▸ **Exercise goal**
The tail of the records, from the line containing "Query: book on shelf" through the final line, should be printed exactly and on its own.

▸ **Record extracts**
<<<<
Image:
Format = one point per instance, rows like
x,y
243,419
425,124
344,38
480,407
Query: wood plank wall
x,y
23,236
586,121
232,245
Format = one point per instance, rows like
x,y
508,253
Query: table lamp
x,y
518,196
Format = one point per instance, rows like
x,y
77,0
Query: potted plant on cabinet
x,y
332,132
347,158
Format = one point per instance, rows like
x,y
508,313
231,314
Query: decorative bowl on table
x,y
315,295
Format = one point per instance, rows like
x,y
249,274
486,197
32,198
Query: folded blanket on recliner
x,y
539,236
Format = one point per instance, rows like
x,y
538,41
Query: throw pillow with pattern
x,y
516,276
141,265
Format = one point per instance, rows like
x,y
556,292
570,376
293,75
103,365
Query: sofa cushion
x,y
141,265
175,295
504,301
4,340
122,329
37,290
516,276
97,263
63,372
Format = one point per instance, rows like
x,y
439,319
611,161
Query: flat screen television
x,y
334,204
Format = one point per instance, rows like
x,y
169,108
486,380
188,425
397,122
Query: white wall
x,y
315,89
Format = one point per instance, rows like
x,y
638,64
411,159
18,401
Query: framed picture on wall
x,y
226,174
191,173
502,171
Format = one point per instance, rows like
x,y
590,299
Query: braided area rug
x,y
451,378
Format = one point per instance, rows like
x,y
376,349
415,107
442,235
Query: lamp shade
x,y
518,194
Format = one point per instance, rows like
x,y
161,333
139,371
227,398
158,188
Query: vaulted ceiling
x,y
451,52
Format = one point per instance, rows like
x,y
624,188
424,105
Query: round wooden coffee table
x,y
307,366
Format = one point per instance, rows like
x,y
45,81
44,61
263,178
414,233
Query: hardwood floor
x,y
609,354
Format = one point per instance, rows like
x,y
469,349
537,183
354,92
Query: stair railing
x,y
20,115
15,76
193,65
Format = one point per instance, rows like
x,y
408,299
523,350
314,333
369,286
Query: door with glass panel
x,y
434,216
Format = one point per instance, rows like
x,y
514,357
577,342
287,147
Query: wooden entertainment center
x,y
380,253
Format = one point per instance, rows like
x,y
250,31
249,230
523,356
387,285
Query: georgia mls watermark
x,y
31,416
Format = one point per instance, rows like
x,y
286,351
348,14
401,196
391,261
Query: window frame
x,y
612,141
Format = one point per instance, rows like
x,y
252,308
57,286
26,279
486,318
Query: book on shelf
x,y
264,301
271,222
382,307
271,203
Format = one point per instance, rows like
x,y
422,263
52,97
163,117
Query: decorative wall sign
>>>>
▸ **Exercise answer**
Query: book on shelf
x,y
264,301
271,222
382,307
271,203
Format = one point per instance, rows like
x,y
422,263
52,97
163,117
Query: decorative wall sign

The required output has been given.